_Task directions_
Return the lines of every item below unchanged, leaving the pictures out of your answer.

==========

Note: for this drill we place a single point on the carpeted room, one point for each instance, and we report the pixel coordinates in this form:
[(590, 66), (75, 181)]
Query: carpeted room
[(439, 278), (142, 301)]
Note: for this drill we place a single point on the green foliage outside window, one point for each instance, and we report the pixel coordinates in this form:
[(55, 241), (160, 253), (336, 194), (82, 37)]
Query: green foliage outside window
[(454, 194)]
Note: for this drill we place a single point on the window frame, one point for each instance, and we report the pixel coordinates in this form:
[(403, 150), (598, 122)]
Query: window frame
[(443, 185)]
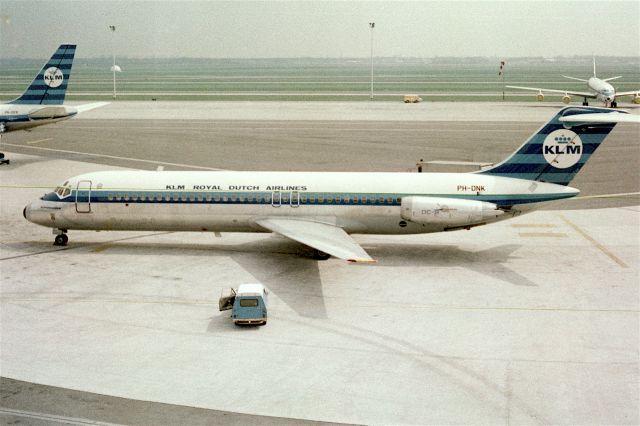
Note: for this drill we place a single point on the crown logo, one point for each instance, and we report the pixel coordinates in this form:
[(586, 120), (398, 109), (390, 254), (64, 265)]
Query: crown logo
[(562, 139)]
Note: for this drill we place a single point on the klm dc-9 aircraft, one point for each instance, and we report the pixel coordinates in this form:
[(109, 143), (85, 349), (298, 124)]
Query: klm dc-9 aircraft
[(321, 209), (42, 102)]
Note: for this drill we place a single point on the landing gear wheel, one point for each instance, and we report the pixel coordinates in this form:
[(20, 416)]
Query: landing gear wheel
[(320, 255), (61, 240)]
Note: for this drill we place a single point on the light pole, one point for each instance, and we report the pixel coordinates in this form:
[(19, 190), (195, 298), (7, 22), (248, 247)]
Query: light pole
[(114, 68), (372, 25)]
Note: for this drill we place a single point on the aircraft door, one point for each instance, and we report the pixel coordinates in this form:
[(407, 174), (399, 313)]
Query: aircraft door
[(83, 201), (295, 199), (276, 198)]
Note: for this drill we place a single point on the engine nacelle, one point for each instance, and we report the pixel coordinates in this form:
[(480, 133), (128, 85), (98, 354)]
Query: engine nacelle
[(450, 212)]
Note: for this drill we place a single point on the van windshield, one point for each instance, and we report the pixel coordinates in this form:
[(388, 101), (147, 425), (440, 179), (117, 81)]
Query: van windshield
[(249, 303)]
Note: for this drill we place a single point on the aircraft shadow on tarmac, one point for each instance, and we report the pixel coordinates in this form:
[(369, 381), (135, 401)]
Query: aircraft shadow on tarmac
[(286, 268)]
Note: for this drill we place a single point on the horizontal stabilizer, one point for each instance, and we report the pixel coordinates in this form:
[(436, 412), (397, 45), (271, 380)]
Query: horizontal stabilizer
[(600, 118), (575, 78), (328, 238), (49, 112), (89, 107)]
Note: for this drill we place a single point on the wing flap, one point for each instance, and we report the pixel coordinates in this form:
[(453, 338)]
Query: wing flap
[(321, 236)]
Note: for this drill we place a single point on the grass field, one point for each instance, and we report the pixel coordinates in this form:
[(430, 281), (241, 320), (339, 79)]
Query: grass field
[(305, 79)]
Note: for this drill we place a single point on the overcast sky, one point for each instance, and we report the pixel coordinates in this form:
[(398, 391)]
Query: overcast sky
[(241, 29)]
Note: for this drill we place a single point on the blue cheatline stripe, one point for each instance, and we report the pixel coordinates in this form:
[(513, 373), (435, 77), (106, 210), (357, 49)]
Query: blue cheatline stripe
[(38, 92), (264, 198)]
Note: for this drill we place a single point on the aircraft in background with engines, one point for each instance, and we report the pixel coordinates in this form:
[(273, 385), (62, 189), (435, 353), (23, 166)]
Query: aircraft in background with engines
[(603, 91), (322, 209), (43, 101)]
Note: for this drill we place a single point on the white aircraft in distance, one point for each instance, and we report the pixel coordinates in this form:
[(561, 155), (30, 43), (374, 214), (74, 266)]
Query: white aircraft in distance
[(321, 209), (602, 91), (42, 102)]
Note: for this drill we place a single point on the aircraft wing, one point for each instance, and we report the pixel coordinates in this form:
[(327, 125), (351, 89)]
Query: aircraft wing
[(602, 117), (632, 93), (562, 92), (328, 238), (89, 107)]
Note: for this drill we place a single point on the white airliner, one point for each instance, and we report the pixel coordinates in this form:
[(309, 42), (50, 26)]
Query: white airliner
[(42, 102), (321, 209), (602, 91)]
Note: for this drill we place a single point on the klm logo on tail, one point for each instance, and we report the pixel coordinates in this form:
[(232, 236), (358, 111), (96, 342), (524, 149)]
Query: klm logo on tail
[(50, 85), (558, 150), (562, 148), (53, 77)]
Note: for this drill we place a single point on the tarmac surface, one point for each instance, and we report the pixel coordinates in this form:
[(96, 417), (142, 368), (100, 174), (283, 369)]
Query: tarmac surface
[(528, 321)]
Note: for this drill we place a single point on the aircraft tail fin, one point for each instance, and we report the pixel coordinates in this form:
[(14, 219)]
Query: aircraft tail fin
[(557, 151), (576, 78), (50, 85)]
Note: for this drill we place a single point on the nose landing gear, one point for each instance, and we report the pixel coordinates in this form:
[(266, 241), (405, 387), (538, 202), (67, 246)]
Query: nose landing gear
[(61, 239)]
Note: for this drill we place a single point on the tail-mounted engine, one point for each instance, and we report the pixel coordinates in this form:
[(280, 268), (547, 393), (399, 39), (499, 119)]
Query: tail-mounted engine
[(450, 212)]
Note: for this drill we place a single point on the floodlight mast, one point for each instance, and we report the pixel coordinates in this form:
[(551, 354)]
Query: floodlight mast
[(372, 25), (114, 68)]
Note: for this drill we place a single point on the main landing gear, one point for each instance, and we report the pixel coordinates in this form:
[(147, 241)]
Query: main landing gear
[(61, 238), (320, 255)]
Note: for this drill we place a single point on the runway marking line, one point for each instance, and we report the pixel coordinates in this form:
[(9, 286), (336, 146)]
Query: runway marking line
[(39, 141), (595, 243), (115, 157), (51, 417), (534, 225)]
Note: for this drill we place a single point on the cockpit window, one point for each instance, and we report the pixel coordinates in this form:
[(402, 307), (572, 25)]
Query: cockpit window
[(63, 191)]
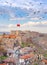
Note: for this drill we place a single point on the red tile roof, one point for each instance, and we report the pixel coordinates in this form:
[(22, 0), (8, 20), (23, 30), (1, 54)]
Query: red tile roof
[(10, 59), (3, 64), (27, 56), (44, 61)]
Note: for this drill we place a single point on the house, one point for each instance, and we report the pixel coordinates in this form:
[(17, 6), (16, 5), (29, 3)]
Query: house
[(25, 59), (44, 61), (25, 50), (10, 61), (3, 64)]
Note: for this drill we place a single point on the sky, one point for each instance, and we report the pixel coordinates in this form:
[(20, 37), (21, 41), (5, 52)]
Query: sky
[(30, 14)]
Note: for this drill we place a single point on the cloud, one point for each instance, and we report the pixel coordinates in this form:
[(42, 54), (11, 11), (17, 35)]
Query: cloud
[(36, 24), (15, 18), (32, 26)]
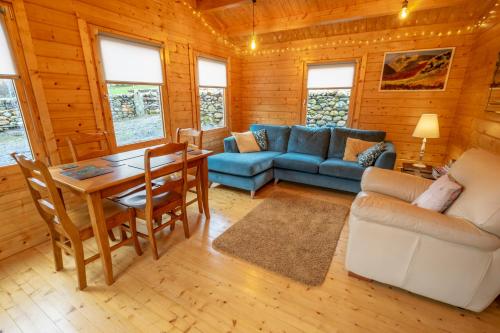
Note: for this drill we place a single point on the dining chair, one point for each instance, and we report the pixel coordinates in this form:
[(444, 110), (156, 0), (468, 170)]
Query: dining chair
[(69, 228), (194, 139), (166, 198), (85, 146)]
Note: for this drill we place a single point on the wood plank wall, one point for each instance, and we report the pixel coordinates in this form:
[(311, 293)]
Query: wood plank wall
[(58, 51), (272, 86), (473, 126)]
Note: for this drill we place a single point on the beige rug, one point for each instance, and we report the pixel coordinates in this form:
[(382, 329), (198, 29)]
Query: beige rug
[(288, 234)]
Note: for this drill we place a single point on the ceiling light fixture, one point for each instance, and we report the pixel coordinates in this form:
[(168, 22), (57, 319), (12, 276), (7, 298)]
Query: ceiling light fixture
[(253, 41), (404, 10)]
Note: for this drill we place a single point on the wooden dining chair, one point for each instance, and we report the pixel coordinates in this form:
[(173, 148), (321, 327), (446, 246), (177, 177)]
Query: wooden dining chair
[(69, 228), (85, 146), (194, 139), (167, 198)]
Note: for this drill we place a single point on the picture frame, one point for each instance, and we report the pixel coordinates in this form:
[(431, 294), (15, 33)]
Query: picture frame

==========

_Result of the task_
Note: for this drill we place a single point on the carpeted room, one point for each instance, and we report the pixel coordinates in this form:
[(590, 66), (75, 181)]
Query: carpeted room
[(439, 278), (142, 301)]
Note: for this drill we place a single point on the green foliage outside window, one point for each instance, and we report the pixel coordinates in this form:
[(55, 241), (160, 253), (336, 194), (82, 37)]
Query: green foliage outside window
[(454, 194)]
Note: for this drill we place a single point on the window frame, one point for each instance, and we report the pixel coordinates in this form:
[(403, 150), (598, 122)]
Query: window frame
[(443, 185)]
Note: for this drill we place a single point on the crown logo, one point for each instance, and we report the pixel coordinates in this form:
[(586, 120), (398, 109), (390, 254), (64, 265)]
Query: crown logo
[(562, 139)]
Note: for this drill we place a single point on the klm dc-9 aircraft, one point for each instance, and we report the pixel coordinates in this form:
[(109, 143), (85, 349), (298, 124)]
Query: klm dc-9 aircraft
[(321, 209), (42, 102)]
Note: for this drill we place a single point on the landing gear wheel, one point for each instance, and we report the pixel coordinates in this form:
[(20, 416)]
Query: landing gear wheel
[(320, 255), (61, 240)]
Note: for this drill we place a single point on the light pole, one point for each instance, and we report the pixel coordinates in this form:
[(19, 190), (195, 298), (7, 22), (248, 247)]
Query: light pole
[(114, 68), (372, 25)]
Note: for this drill we place a single point on the aircraft door, one point for each instance, and we report the pixel coordinates in this form:
[(407, 174), (399, 313)]
Query: aircraft door
[(83, 201), (295, 199), (276, 198)]
Note: for this drill we place a single point on the engine nacelle, one point for each instance, and we report the pixel coordinates in this form:
[(480, 133), (128, 85), (98, 354)]
Query: engine nacelle
[(450, 212)]
Note: for this drill we place a single point on the van windshield, one point for each instance, and we report the pixel coordinates in this form:
[(388, 101), (147, 425), (440, 179), (117, 81)]
Query: van windshield
[(249, 303)]
Note: for this drill we place a single point on the aircraft shadow on tarmac, one point for each instance, and we report the pixel coordinates in this form:
[(369, 381), (135, 401)]
Query: aircraft shadow on tarmac
[(286, 268)]
Note: for this drill we place a single point on the horizontal stabilizer, one point for each instance, and we report the pixel coordinates in this form:
[(436, 412), (397, 45), (271, 380)]
Query: horizontal stabilizer
[(600, 118), (575, 78), (328, 238), (49, 112), (89, 107)]
Note: for this drill we place a single point on the wing flap, one point for each instance, and we report the pixel coordinates in this form:
[(453, 338)]
Query: wing flap
[(321, 236)]
Note: for this drill we place a single point on the grass field, one point for each instance, and we report the pixel coordinates in this form:
[(430, 281), (241, 320), (339, 79)]
Query: grass field
[(305, 79)]
Note: for this drill we place a single point on the overcast sky, one point for each instance, and we report the pixel coordinates in this form:
[(398, 391)]
Query: overcast sky
[(241, 29)]
Note: for this drill we place a single point on the blue cheatline stripe, one point for each instance, and we report the pixel coordinates in this form:
[(513, 373), (435, 77), (106, 210), (357, 49)]
Query: blue cheatline stripe
[(38, 92), (264, 198)]
Note: for this drill we place a single point on the aircraft in background with engines, one point for each instance, and we report the pixel coordinates in this form:
[(273, 385), (62, 189), (435, 353), (23, 166)]
Query: aircraft in background with engines
[(603, 91), (322, 209), (43, 101)]
Note: for this drill we place a single point on the white aircraft in distance, one point for each instance, and we report the pixel coordinates in this form:
[(561, 155), (30, 43), (374, 214), (74, 266)]
Query: white aircraft in distance
[(321, 209), (602, 91), (42, 102)]
Note: for this drill we place a single point on the aircraft wing, one point for each instance, and we report the pixel coordinates in this form:
[(327, 125), (351, 89)]
Query: aircraft wing
[(602, 117), (632, 93), (562, 92), (328, 238), (89, 107)]
Note: for this drill we place a single point on the white airliner, one point for each instance, and we report the pixel coordinates in this form:
[(309, 42), (50, 26)]
Query: white airliner
[(42, 102), (321, 209), (602, 91)]
Note: for this drill we place a single point on the klm logo on tail, one point for each instance, and we report the pixel coordinates in this form:
[(232, 236), (358, 111), (96, 342), (524, 149)]
Query: klm logo on tail
[(50, 85), (558, 150), (562, 148), (53, 77)]
Note: for this drill we place a single point on the tarmac surface, one point for each instance, and we report the pixel coordinates in this form:
[(96, 417), (142, 368), (100, 174), (283, 369)]
Query: tarmac surface
[(528, 321)]
Note: for this drill we place a single point on the aircraft tail fin, one point for each instance, and we report the pixel coordinates in this form:
[(14, 219)]
Query: aircraft tail fin
[(557, 151), (576, 78), (50, 85)]
Note: for this drill we place a single point on the nose landing gear, one point for each instance, and we report the pixel coordinates in this form:
[(266, 241), (405, 387), (538, 202), (67, 246)]
Query: nose landing gear
[(61, 239)]
Note: for this drill we place a single point on the tail-mounted engine, one point for each instance, and we report the pixel coordinates in this form:
[(280, 268), (547, 393), (399, 39), (499, 119)]
Query: tail-mounted engine
[(450, 212)]
Note: for this drill we place a single point on the floodlight mast, one point for each instance, and we report the pixel coordinates in this form:
[(551, 354)]
Query: floodlight mast
[(372, 25), (114, 68)]
Note: for this drill we place a single point on the main landing gear, one point for each instance, and we report the pixel coordinates in this form:
[(147, 241)]
Query: main landing gear
[(61, 238), (320, 255)]
Note: for this drill we place a single point on the runway marking line, one point for each instance, and we report the pixel coordinates in this form:
[(9, 286), (336, 146)]
Query: runway marking line
[(39, 141), (595, 243), (115, 157), (51, 417), (534, 225)]
Note: for this drill we place a single point on the cockpit window, one point for each instance, and we report the pixel coordinates in this form:
[(402, 307), (572, 25)]
Query: cockpit window
[(63, 191)]
Note: for this drill we place a single point on the red tile roof, one point for each instance, and we report the pixel coordinates in this form:
[(22, 0), (8, 20), (23, 30), (1, 54)]
Query: red tile roof
[(10, 59), (3, 64), (27, 56), (44, 61)]
Note: for this drill we place a single point on the house, one point for each instance, and we report the pixel coordinates in this form:
[(17, 6), (16, 5), (29, 3)]
Query: house
[(25, 59), (44, 61), (25, 50), (10, 61), (3, 64)]
Note: for this drill we place a single point on the sky, one point for each instance, and we report the pixel coordinates in this form:
[(20, 37), (21, 41), (5, 52)]
Query: sky
[(30, 14)]
Note: for this drill we place a single point on the cloud, one point for each instance, and we report the pixel coordinates in this form:
[(42, 54), (11, 11), (17, 35)]
Query: cloud
[(36, 24), (15, 18), (32, 26)]
Note: for this drill we place a single point on the dining chair, one point for each instance, and we report the pixel coordinates in this form:
[(444, 110), (156, 0), (468, 170)]
Query: dining chair
[(69, 228), (194, 139), (166, 198), (85, 146)]
Note: for this drill we place a single point on the wood plank wall, one point for each instance, and we report the pixel coordinates in this form:
[(311, 293)]
Query: wood plank wall
[(58, 51), (272, 86), (473, 126)]
Note: for this drill we place a single point on the beige rug, one point for each instance, and we report the pixel coordinates in this form:
[(382, 329), (198, 29)]
Query: beige rug
[(288, 234)]
Note: for this drill we place a single point on the ceiling light fixture, one point for each instance, and we report the pixel coordinates in this form:
[(168, 22), (57, 319), (12, 276), (7, 298)]
Query: ceiling light fixture
[(253, 41), (404, 10)]
Note: for this drill we place a single point on the wooden dining chair, one point for each instance, and we report the pixel coordinates in this form:
[(173, 148), (321, 327), (446, 246), (177, 177)]
Query: wooden dining chair
[(69, 228), (85, 146), (194, 139), (167, 198)]
Note: for this drill we place a single point on the picture frame, one point for each instance, and we report the pixel coordinates in this form:
[(431, 294), (15, 33)]
Query: picture frame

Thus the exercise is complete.